▶ _GOAL A_: Count the lines in the records that contain the word "newspaper". Give only the number.

▶ _EXTRACT PROVIDED_:
Walter Kerr Hamilton (16 November 1808 – 1 August 1869) was a Church of England priest, Bishop of Salisbury from 1854 until his death.

Life
He was born in 1808, educated at Eton College, tutored by Thomas Arnold, and then attended Christ Church, University of Oxford, where he took a first class degree in Greats. He was elected to a Fellowship at Merton College, Oxford in 1832. He was made deacon in 1833 and ordained priest in December of the same year. He was a curate at Wolvercote 1833–34, then served as curate to Edward Denison, another Fellow at Merton and vicar at the parish of St Peter-in-the-East. Upon Denison's appointment as Bishop of Salisbury in 1837, Hamilton succeeded him as vicar, remaining until 1841. He subsequently became a canon-resident of Salisbury.

Upon Denison's death 1854, Hamilton succeeded him as Bishop. In 1860 he founded Salisbury Theological College (now Sarum College).

▶ _GOAL B_: Rewrite the Walter Kerr Hamilton text from "Walter Kerr Hamilton" to "canon-resident of Salisbury.", putting "rector" wherever "vicar" appears.

▶ _INPUT MATERIAL_:

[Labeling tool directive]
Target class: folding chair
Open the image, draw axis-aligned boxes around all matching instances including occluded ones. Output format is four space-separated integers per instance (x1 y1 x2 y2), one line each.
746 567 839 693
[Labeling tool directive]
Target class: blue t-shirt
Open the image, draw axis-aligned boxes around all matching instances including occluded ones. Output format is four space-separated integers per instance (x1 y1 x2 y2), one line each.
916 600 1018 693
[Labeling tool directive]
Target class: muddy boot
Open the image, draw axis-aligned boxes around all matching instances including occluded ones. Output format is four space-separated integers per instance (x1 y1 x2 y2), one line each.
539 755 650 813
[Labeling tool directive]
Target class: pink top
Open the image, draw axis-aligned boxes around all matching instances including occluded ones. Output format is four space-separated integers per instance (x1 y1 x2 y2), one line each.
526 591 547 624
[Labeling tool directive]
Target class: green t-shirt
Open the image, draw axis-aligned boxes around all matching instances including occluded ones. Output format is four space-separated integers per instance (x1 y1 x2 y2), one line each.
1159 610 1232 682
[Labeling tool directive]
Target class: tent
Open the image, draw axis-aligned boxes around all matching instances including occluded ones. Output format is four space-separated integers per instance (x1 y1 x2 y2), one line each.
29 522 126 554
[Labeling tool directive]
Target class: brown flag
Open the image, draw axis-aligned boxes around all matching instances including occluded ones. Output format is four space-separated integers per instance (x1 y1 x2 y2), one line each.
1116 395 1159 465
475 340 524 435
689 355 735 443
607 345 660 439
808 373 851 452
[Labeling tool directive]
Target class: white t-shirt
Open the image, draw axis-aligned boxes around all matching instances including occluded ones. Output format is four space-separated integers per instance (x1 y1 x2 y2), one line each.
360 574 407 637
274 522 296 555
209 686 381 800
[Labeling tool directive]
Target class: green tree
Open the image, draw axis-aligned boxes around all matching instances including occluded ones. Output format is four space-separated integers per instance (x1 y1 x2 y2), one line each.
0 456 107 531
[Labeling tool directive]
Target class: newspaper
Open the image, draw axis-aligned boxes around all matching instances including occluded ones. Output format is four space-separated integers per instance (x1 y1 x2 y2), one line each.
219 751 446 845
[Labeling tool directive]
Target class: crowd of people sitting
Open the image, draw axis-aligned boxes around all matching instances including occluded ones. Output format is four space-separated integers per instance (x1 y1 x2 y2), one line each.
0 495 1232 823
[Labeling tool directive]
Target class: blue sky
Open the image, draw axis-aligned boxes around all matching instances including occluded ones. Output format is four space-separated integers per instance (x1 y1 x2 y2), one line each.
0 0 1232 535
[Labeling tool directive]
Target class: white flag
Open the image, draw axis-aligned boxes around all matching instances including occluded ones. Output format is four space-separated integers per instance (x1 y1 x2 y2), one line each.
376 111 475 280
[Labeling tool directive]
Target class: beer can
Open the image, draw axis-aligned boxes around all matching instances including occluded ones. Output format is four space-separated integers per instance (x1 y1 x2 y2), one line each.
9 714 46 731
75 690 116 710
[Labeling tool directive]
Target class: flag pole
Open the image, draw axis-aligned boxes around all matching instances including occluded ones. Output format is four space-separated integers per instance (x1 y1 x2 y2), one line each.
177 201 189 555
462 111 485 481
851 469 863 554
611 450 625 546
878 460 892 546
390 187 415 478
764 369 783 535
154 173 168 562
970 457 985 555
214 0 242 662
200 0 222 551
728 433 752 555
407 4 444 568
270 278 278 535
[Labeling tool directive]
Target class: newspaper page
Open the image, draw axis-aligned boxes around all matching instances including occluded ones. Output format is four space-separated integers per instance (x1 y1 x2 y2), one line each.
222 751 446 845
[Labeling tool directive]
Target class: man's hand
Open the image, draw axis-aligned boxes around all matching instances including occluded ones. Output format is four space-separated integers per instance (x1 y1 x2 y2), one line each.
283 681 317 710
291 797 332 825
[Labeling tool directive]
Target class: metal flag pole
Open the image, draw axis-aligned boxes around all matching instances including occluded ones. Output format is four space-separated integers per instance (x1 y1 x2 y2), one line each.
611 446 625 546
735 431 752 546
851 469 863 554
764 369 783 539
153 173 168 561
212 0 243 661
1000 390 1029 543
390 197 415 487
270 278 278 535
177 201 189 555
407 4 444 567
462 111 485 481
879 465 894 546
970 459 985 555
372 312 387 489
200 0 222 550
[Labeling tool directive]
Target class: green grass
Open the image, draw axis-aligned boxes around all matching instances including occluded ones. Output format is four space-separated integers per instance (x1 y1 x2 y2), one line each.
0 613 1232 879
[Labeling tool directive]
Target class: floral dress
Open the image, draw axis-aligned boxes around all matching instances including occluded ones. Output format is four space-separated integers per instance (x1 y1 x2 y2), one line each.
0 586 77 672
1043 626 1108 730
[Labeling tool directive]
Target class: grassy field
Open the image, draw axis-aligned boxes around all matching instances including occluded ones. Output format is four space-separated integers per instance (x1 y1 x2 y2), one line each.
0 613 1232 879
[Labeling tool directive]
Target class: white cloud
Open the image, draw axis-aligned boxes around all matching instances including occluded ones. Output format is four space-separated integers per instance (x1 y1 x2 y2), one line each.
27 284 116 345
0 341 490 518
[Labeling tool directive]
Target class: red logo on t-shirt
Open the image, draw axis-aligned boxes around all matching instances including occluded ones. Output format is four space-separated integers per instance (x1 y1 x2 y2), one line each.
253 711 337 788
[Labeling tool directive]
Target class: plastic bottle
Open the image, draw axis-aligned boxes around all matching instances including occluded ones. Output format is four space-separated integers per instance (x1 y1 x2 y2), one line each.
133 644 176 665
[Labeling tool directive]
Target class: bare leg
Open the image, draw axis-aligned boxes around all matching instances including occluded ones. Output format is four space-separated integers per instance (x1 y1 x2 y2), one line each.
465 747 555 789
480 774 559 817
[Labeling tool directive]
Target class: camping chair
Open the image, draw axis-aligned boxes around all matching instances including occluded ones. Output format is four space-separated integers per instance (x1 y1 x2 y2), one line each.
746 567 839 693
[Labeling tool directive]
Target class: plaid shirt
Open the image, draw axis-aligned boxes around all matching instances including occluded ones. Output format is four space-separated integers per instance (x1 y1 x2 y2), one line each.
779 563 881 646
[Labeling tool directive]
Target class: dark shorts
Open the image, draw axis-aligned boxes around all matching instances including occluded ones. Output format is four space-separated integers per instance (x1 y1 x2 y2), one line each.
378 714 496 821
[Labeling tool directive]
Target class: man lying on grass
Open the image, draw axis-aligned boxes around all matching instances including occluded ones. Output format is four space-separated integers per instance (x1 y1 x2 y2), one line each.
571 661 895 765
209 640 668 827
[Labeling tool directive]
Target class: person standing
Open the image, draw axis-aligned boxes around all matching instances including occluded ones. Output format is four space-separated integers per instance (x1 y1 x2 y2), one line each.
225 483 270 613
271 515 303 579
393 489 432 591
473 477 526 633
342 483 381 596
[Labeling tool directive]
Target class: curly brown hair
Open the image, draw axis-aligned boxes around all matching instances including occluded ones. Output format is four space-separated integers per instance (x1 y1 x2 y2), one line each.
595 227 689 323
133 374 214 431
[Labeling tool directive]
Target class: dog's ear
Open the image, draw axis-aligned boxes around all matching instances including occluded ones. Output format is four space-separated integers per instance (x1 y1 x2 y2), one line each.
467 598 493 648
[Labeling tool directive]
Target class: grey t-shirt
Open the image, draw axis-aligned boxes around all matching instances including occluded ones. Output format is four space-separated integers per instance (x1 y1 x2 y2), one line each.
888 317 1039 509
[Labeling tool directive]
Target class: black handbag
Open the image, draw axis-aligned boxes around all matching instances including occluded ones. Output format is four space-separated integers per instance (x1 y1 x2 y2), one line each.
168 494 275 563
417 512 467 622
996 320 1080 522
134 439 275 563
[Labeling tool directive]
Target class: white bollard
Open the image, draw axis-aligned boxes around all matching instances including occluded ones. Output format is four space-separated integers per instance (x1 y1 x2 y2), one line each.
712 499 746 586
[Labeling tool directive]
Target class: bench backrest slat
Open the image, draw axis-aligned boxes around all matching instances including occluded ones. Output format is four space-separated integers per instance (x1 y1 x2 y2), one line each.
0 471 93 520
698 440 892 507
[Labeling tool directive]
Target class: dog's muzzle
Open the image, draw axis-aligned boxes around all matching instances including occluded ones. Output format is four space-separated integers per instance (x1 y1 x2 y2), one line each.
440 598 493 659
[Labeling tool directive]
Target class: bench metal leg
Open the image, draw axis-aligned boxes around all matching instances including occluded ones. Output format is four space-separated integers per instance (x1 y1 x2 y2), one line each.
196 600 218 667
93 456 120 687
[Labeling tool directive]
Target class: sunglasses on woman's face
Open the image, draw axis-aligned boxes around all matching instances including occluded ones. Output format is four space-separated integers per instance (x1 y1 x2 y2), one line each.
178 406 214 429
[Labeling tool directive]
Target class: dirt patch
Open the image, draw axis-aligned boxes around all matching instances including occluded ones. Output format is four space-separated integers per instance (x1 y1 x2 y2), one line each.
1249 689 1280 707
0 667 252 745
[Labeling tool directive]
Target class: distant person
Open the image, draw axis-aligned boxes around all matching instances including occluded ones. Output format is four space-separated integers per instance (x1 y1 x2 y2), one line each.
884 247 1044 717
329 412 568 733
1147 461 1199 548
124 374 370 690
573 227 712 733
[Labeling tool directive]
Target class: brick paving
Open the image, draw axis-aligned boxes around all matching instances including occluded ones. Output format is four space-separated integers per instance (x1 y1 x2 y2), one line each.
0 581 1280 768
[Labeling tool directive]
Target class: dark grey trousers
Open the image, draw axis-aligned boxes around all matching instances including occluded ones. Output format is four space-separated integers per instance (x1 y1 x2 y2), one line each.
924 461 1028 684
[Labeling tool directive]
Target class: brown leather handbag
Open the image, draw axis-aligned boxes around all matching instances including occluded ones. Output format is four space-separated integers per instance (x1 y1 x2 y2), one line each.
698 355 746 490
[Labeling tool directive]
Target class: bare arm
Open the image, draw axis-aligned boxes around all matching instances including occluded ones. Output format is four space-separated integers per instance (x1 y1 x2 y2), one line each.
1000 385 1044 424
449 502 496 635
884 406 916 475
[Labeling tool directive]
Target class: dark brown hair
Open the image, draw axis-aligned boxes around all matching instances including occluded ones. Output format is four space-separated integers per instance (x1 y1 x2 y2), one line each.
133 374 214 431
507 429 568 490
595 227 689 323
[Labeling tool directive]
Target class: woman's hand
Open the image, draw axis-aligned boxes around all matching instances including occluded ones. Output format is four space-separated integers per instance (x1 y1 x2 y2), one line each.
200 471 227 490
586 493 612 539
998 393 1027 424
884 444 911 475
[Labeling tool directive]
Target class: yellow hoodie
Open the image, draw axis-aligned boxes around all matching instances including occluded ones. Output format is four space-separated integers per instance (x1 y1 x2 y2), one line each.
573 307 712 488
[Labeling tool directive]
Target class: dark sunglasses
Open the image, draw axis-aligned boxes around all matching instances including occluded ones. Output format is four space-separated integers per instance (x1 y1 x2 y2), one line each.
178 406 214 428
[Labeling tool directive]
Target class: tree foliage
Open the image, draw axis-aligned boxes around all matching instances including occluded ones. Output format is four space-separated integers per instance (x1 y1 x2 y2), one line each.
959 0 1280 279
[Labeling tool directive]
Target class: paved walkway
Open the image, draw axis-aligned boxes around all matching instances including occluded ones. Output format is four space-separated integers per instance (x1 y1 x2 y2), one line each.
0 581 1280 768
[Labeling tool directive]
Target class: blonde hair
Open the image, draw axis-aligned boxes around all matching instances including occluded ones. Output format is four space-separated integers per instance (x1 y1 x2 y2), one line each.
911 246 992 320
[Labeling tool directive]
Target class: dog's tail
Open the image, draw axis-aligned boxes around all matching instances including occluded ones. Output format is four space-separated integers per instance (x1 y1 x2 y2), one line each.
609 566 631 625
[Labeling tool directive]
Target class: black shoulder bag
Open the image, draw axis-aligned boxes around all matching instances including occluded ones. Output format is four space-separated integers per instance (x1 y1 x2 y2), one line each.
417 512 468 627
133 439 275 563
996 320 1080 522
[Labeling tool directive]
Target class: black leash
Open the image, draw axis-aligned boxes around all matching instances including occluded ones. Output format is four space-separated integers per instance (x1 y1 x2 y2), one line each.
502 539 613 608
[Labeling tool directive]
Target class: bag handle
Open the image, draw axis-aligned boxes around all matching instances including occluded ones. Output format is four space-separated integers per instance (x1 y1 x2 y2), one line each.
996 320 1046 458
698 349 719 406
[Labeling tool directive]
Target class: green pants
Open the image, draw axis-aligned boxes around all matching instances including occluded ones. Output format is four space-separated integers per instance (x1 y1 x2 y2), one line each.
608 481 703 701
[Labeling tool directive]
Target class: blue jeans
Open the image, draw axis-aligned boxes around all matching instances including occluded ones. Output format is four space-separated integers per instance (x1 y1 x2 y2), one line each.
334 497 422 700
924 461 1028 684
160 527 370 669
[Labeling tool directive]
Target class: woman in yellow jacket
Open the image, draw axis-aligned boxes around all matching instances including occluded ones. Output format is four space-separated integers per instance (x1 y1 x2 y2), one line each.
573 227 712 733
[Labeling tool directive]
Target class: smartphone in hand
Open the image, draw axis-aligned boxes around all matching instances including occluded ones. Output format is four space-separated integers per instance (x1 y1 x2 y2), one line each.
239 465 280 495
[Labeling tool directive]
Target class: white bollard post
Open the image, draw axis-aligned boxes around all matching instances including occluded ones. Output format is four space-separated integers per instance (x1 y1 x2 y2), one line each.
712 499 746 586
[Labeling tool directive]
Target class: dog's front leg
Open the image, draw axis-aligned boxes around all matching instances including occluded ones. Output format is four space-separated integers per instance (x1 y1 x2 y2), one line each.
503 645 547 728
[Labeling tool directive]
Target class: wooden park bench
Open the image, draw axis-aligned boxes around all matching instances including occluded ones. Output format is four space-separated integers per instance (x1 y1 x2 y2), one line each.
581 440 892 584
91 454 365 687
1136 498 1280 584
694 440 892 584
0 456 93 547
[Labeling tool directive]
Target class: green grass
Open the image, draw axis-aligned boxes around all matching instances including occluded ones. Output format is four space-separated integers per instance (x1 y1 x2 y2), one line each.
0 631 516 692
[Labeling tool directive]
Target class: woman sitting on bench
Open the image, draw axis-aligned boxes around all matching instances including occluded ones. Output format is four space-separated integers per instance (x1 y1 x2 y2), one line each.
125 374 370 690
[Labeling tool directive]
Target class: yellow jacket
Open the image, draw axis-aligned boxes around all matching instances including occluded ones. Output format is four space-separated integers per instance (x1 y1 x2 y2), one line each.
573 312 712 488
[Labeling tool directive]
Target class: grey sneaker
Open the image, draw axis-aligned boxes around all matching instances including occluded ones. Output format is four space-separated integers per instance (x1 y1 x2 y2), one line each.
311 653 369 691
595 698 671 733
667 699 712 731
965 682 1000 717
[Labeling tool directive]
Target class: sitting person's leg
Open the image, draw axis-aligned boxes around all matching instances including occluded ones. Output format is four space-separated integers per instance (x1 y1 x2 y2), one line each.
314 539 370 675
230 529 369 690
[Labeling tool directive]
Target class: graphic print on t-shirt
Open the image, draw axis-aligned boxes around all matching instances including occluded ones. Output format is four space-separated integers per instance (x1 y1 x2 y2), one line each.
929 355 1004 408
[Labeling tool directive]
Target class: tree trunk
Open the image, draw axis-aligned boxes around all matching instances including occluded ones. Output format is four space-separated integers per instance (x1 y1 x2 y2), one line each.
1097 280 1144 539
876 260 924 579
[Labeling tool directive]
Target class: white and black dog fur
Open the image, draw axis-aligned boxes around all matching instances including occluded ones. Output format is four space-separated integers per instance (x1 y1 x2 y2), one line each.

▶ _FINISHED ANSWER A_: 2

▶ _FINISHED ANSWER B_:
Walter Kerr Hamilton (16 November 1808 – 1 August 1869) was a Church of England priest, Bishop of Salisbury from 1854 until his death.

Life
He was born in 1808, educated at Eton College, tutored by Thomas Arnold, and then attended Christ Church, University of Oxford, where he took a first class degree in Greats. He was elected to a Fellowship at Merton College, Oxford in 1832. He was made deacon in 1833 and ordained priest in December of the same year. He was a curate at Wolvercote 1833–34, then served as curate to Edward Denison, another Fellow at Merton and rector at the parish of St Peter-in-the-East. Upon Denison's appointment as Bishop of Salisbury in 1837, Hamilton succeeded him as rector, remaining until 1841. He subsequently became a canon-resident of Salisbury.